*** Block opens ***

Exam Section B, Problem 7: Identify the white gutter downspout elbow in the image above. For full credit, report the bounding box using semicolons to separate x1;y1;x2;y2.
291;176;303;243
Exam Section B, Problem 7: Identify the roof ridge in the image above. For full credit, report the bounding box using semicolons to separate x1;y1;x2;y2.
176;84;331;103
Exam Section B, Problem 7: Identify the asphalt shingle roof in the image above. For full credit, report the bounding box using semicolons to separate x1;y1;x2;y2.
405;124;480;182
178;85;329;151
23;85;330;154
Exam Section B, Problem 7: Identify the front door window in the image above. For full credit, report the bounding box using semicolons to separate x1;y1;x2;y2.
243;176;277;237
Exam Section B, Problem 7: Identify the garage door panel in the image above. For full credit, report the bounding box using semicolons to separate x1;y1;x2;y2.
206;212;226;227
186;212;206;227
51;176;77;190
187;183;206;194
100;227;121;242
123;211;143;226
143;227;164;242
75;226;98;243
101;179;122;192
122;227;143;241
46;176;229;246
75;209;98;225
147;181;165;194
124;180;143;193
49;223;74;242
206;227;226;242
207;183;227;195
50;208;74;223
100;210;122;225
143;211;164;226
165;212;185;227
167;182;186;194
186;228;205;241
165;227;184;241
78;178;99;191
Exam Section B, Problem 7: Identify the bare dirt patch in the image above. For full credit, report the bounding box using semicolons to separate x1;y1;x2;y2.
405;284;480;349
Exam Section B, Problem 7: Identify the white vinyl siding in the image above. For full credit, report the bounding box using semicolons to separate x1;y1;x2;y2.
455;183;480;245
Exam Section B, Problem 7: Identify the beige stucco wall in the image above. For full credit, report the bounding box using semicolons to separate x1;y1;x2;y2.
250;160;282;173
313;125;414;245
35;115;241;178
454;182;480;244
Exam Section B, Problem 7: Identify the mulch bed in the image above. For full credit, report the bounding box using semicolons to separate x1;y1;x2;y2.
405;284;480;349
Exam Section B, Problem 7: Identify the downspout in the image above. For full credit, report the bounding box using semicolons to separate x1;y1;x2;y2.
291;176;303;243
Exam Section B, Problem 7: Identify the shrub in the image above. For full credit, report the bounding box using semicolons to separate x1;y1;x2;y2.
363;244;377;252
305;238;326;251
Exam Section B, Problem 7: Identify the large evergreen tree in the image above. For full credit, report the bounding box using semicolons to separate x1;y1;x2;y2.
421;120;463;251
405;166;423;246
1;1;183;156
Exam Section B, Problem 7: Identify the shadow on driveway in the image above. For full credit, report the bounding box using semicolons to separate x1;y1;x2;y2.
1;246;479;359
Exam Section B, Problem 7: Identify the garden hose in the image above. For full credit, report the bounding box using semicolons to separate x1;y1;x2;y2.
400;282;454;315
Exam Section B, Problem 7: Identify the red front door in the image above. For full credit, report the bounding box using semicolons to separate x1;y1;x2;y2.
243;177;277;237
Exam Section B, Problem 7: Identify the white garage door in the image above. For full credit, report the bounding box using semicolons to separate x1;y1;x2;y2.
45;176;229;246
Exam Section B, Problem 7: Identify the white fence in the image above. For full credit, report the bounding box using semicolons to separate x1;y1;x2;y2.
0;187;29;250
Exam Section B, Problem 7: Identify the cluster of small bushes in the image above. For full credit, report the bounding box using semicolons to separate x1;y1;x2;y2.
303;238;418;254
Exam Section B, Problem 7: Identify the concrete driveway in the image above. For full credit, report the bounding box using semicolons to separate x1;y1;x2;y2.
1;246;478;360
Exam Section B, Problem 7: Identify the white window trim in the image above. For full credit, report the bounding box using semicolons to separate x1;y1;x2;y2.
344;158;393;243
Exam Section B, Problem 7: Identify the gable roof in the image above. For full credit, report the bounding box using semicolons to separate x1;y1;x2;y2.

*** Block closes ***

> [Instructions to follow]: An exact copy of every record above is needed. Write it out word for word.

> [Reply]:
Exam Section B, Problem 7: Identify the white gutter downspout elbow in the image above. For full credit, report the bounding box using semicolons to separate x1;y1;x2;y2.
291;176;303;243
Exam Section B, Problem 7: Identify the roof ridge in the image above. For full credit, report the bounding box using semicolons to separate x1;y1;x2;y2.
176;84;331;103
Exam Section B, Problem 7: Identify the asphalt shingle roof in the image above. For full credit, report the bounding box using semicolons to separate x1;y1;x2;y2.
405;124;480;182
178;85;329;151
23;85;330;154
Exam Section B, Problem 7: Identify the front door window in the image above. For full credit, report the bounding box using semicolons to separate x1;y1;x2;y2.
243;176;277;237
Exam Section B, Problem 7: Identify the garage door panel in the image above. For full credit, report the bounding box using semicolons to separate x1;y1;x2;y2.
206;212;226;227
186;212;206;227
51;176;77;190
187;183;206;194
100;227;121;242
123;211;143;226
143;227;164;242
75;226;98;243
101;179;122;192
122;227;143;241
46;176;229;246
75;209;98;225
147;181;165;194
124;180;143;193
49;223;74;242
206;227;226;242
207;183;227;195
50;208;74;223
100;210;122;225
143;211;164;226
165;212;185;227
167;182;186;194
186;228;205;241
165;227;184;241
78;178;99;191
Exam Section B, Problem 7: Identify the bare dirt patch in the image above. For full credit, report the bounding box using semicolons to separate x1;y1;x2;y2.
405;284;480;349
Exam Section B, Problem 7: Identify the white vinyl siding in the image above. For full credit, report the bounding box using semicolons to separate x1;y1;x2;y2.
455;183;480;245
Exam Section B, Problem 7: Identify the beige stucco wall in the image above. For full credit, report the bounding box using semicolons to separate x1;y1;x2;y2.
250;160;282;173
313;125;414;245
35;115;241;178
454;182;480;244
Exam Section B, Problem 7: Identify the mulch bed in the image above. For full credit, report the bounding box using semicolons to separate x1;y1;x2;y2.
405;284;480;349
Exam Section B, Problem 7: Identify the downspout in the image above. For full credit, report the bounding box using semicolons to separate x1;y1;x2;y2.
291;176;303;243
Exam Section B, Problem 7: Identify the shrub in the image above. For full credit, report the bounding box using semicolons to separate x1;y1;x2;y2.
363;244;377;252
305;238;326;251
Exam Section B, Problem 7: Identify the large evergreen tree in the image above. For full credit, report the bounding box using semicolons to separate x1;y1;x2;y2.
421;120;463;251
405;166;423;246
1;1;183;156
Exam Section B, Problem 7: Identify the shadow on driveway in the image above. For full credit, report the bounding box using semicolons to separate x1;y1;x2;y2.
1;246;479;359
Exam Section B, Problem 7: Identify the garden hose in the image above. For full credit, report the bounding box using semicolons to separate x1;y1;x2;y2.
400;282;454;315
Exam Section B, Problem 7: Identify the red front door in the image above. For full credit, report the bounding box using semicolons to separate x1;y1;x2;y2.
243;177;277;237
Exam Section B, Problem 7: Identify the white garage door in the image above. For full credit, report the bounding box using semicolons to separate x1;y1;x2;y2.
45;176;229;246
Exam Section B, Problem 7: Identify the white fence in the image above. For full credit, report the bounding box using semicolons to separate x1;y1;x2;y2.
0;187;29;250
Exam Section B, Problem 7: Identify the cluster of small bushes in the image above. For full credit, report the bounding box using semicolons to separate x1;y1;x2;y2.
303;238;418;254
Exam Section B, Problem 7: Identify the concrete driveway in the image above. For full credit, report the bounding box using semicolons to separate x1;y1;x2;y2.
1;246;478;360
Exam Section B, Problem 7: Identify the white window trim in the image above. For full credit, report the bounding box using semicolons to separate x1;y1;x2;y2.
344;158;393;243
Exam Section B, Problem 7: Identify the gable roof in the image above. For full credit, report the bounding box using semicolons to separate x1;y1;x2;y2.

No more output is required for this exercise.